[Do this]:
Can you retype, word for word, the lines of the data below, starting at the line that contains "white goose in" and ending at the last line of the data, with both of those lines included?

[Source data]:
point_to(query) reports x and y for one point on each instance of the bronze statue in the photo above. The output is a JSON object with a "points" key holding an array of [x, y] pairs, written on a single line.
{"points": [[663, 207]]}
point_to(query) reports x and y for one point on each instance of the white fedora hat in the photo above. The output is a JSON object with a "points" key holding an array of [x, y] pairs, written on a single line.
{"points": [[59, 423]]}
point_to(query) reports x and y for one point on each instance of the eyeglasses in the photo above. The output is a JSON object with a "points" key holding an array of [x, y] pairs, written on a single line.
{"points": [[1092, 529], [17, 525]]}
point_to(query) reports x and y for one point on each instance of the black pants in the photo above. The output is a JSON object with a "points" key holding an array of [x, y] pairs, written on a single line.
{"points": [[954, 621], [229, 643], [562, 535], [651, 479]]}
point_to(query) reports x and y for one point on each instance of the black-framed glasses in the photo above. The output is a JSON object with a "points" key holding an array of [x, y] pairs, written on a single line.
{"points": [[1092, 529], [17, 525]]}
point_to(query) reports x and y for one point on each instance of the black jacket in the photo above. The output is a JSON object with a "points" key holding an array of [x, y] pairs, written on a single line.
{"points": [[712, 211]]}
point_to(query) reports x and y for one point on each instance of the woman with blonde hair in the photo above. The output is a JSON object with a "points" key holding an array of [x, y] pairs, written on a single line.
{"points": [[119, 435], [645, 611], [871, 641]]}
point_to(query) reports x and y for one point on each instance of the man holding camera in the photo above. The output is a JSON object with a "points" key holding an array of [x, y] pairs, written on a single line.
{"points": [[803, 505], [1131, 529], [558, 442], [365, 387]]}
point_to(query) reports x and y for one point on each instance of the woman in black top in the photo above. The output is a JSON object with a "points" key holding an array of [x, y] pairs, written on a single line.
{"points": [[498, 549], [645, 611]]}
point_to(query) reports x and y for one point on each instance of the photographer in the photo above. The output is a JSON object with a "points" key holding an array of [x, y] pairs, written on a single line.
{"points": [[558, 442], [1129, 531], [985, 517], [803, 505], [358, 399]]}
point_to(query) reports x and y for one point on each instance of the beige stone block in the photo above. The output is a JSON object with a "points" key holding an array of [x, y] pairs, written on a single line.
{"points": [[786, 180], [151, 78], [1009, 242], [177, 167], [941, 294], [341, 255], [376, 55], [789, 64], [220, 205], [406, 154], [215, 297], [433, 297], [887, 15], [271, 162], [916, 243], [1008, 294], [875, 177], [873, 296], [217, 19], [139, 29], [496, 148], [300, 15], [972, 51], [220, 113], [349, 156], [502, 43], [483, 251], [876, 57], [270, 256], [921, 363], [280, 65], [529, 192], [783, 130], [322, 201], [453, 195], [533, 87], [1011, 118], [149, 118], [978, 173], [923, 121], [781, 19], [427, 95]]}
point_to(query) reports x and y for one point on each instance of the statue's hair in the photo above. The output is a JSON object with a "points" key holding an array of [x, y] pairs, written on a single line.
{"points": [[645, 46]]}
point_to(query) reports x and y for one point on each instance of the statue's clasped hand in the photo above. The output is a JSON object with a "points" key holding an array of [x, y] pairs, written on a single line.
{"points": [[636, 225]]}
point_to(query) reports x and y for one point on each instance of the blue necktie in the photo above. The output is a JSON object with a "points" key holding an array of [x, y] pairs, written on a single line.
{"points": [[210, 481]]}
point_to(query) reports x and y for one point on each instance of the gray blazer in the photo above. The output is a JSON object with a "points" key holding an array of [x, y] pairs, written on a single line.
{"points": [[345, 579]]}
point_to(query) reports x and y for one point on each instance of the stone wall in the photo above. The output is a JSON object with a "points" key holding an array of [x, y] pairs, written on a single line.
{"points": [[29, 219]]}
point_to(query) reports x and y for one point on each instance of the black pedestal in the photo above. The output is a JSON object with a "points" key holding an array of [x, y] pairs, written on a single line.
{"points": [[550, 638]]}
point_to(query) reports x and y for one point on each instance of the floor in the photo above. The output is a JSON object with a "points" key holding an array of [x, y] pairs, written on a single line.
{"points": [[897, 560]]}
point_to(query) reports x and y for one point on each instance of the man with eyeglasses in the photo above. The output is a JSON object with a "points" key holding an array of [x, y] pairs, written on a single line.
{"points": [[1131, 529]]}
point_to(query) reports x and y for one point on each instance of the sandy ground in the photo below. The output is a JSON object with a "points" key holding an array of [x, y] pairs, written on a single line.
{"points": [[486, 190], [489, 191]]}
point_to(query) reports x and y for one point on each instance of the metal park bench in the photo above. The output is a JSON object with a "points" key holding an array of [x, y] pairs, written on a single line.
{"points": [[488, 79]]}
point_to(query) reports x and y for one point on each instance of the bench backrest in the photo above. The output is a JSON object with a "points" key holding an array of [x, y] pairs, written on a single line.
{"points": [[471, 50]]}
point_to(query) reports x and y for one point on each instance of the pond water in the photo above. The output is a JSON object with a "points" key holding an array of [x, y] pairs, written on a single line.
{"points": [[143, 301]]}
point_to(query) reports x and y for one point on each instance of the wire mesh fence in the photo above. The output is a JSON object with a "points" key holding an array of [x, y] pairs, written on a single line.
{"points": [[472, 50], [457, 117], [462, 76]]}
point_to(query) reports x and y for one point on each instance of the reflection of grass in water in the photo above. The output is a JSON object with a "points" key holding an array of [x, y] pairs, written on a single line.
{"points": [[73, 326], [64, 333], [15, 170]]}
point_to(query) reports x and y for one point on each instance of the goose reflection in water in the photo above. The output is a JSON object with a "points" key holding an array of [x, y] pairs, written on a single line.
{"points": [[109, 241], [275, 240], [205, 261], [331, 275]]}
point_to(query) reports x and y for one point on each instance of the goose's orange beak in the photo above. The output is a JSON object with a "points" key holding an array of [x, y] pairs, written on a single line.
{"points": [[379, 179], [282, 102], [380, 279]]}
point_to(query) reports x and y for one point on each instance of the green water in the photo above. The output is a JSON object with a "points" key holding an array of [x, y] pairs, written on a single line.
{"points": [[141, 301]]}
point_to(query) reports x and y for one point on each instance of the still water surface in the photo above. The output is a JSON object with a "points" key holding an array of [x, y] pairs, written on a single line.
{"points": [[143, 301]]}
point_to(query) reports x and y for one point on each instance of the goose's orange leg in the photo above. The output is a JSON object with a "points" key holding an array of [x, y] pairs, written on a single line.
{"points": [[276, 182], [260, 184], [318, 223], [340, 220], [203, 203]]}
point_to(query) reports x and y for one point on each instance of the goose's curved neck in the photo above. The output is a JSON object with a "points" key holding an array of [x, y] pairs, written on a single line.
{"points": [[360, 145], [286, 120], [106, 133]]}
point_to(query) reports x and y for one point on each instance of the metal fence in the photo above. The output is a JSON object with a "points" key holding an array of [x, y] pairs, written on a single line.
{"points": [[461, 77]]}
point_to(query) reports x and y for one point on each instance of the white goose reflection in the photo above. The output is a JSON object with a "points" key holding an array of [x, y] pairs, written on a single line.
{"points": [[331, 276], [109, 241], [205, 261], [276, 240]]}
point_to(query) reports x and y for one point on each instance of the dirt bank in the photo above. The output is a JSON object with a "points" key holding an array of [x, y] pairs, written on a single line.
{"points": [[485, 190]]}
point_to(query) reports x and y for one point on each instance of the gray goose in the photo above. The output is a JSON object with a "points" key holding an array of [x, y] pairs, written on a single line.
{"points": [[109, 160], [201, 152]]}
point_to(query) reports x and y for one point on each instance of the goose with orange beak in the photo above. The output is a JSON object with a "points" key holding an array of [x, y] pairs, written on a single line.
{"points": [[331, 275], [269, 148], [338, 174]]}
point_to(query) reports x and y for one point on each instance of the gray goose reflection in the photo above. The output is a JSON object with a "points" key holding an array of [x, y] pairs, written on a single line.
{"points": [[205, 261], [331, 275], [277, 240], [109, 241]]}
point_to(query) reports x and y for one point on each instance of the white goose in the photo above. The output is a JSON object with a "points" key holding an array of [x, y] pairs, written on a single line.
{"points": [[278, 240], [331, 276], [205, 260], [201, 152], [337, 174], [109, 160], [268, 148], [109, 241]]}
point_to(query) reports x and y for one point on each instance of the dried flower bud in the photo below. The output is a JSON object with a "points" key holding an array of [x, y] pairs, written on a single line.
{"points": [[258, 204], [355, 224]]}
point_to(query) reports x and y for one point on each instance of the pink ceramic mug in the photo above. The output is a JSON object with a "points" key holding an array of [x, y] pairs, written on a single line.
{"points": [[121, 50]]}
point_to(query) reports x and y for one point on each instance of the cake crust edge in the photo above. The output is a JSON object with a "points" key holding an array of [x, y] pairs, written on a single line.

[Exercise output]:
point_to(query) reports x and y for one point on each instance of the white goose in the photo above. The output is a JSON object with a "points" key holding an array of [x, y] pairs, written on a single line.
{"points": [[278, 240], [331, 276], [205, 260], [201, 152], [337, 174], [109, 160], [268, 148], [109, 241]]}
point_to(query) reports x and y for one point on each instance of the dried flower bud in the photo below. The output is a JSON object with a "points" key holding an array of [x, y] pairs, written on a single line.
{"points": [[258, 204], [355, 224]]}
point_to(query) reports x and y for one point on each instance of the pink ceramic mug in the photo above. The output is a JSON object with a "points" key holding an array of [x, y] pairs, written on a single line.
{"points": [[121, 50]]}
point_to(query) reports x and y for one point on each instance of the cake crust edge in the photo above. The output is a JSON object with a "points" key holding an array of [x, y] pairs, written on a single line.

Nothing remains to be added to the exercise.